Copy the material below word for word.
........
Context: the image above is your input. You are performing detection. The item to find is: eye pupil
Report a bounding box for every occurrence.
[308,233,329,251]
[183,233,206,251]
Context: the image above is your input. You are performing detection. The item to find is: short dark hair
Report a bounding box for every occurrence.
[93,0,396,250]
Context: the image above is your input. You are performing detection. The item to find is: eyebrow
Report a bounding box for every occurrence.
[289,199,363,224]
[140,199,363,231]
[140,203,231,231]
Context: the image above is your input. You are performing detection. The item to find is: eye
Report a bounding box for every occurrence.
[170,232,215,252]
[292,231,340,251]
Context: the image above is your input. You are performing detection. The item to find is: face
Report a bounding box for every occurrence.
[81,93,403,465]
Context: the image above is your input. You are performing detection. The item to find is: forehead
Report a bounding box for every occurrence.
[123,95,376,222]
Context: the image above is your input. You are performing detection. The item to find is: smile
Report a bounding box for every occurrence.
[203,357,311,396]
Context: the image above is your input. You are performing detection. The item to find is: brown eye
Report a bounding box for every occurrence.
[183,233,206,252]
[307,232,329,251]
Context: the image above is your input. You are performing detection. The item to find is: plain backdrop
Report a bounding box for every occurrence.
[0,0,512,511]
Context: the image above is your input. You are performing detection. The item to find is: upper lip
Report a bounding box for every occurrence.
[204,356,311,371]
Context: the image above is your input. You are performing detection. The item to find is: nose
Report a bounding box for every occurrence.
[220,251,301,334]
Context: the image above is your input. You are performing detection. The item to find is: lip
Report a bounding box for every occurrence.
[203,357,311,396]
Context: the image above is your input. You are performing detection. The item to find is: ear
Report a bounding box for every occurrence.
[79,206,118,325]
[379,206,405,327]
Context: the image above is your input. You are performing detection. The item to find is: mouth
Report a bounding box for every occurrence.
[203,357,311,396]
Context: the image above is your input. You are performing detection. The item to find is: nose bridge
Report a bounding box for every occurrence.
........
# [EXERCISE RESPONSE]
Context: the image above is your input. You are performing detection. The item to find is: eye pupil
Report a bounding box for every occurrence.
[308,233,329,251]
[183,233,206,251]
Context: the image above is your input. You are performing detection. The item to find is: short dark hair
Report a bounding box for every occurrence.
[93,0,396,250]
Context: the image above is your input. You are performing detection. The item to find is: eyebrow
Report a bounding box for every occurrence.
[289,199,363,224]
[140,199,363,231]
[140,203,231,231]
Context: the image above is your input. You are performing detection. The item to find is: eye
Report a bounding box for every occurrence.
[170,232,215,252]
[292,231,340,251]
Context: the image above is your input. You are performing detection. The item to find is: face
Report a bounding box for every occurrence.
[81,93,403,465]
Context: the image above is your input. You are performing detection. The item to find is: forehead
Report a bounding box for every occurrence.
[123,95,376,222]
Context: the image above is your input. You are performing detection. The item to find is: smile
Report a bounding box for every occurrence.
[203,357,311,396]
Context: the image above is your input. You are performing detection. The item to find is: brown eye
Report a bounding box for every occurrence.
[183,233,206,252]
[307,232,329,251]
Context: the image above is your input. You are performing detection. The item to find is: plain backdrop
Report a bounding box for every occurrence.
[0,0,512,511]
Context: the image above is your input. You are performing detection. The item to find is: upper lip
Report a bounding box for every occurrence.
[204,356,311,371]
Context: the image above is your input. You are performing detection. The item to find is: nose
Report a bounding box for every occurrence.
[220,251,301,334]
Context: the image above is your input. You are performing detection. The item to find is: lip
Report a bounding box for every occurrence.
[203,357,311,396]
Context: the image above is your input. You are performing detection. The item to find is: ear
Report a bounding box for every occurrence.
[79,206,118,325]
[379,206,405,327]
Context: the image above is your input. You are performing detection. The item to find is: mouth
Report a bounding box for every occurrence.
[203,357,311,396]
Context: the image above is your input. You are performing detection. The item to find is: nose bridge
Report a bounding box for every occurrence.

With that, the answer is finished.